DATA SHOWN:

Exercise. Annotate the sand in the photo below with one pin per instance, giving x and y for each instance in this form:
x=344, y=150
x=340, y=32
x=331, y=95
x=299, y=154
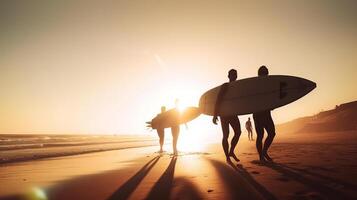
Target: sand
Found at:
x=306, y=166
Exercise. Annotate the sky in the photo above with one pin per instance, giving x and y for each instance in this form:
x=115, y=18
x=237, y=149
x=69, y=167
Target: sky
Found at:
x=106, y=67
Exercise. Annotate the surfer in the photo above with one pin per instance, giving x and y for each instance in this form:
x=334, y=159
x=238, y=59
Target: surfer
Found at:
x=263, y=120
x=161, y=132
x=248, y=126
x=228, y=120
x=175, y=130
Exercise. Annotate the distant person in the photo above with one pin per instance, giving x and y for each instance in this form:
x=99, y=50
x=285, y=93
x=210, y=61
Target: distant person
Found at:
x=161, y=132
x=263, y=120
x=175, y=130
x=248, y=126
x=228, y=120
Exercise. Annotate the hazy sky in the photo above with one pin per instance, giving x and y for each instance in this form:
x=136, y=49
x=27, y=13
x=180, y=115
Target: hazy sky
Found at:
x=107, y=67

EXERCISE DIRECTIONS: Can you retype every record above exactly, leaving out the pictures?

RESULT OF THIS EXERCISE:
Exercise. Annotate the sand in the photo below with one pin per instance, giving x and y for each instance in this form:
x=344, y=150
x=340, y=32
x=331, y=95
x=299, y=154
Target: sand
Found at:
x=306, y=166
Exercise. Annotate the sky in the photo above with one pin per instance, giving x and y for each instance in this form:
x=115, y=18
x=237, y=149
x=69, y=167
Target: sky
Found at:
x=106, y=67
Exercise. Annotate the surfer in the photo above with one pin per instance, giving x and y for each instance in this form:
x=334, y=159
x=238, y=59
Target: surfer
Found at:
x=263, y=120
x=161, y=132
x=248, y=126
x=228, y=120
x=175, y=130
Exercise. Annotate the distant person in the photo above with one pin per instance, giving x and y for each instance in this form:
x=99, y=50
x=285, y=93
x=210, y=61
Target: distant person
Found at:
x=161, y=132
x=263, y=120
x=175, y=130
x=248, y=126
x=228, y=120
Exercise. Annotate the hazy sky in the photo above with one pin per instance, giving x and y for each instance in this form:
x=136, y=49
x=27, y=13
x=180, y=115
Target: hazy sky
Found at:
x=107, y=67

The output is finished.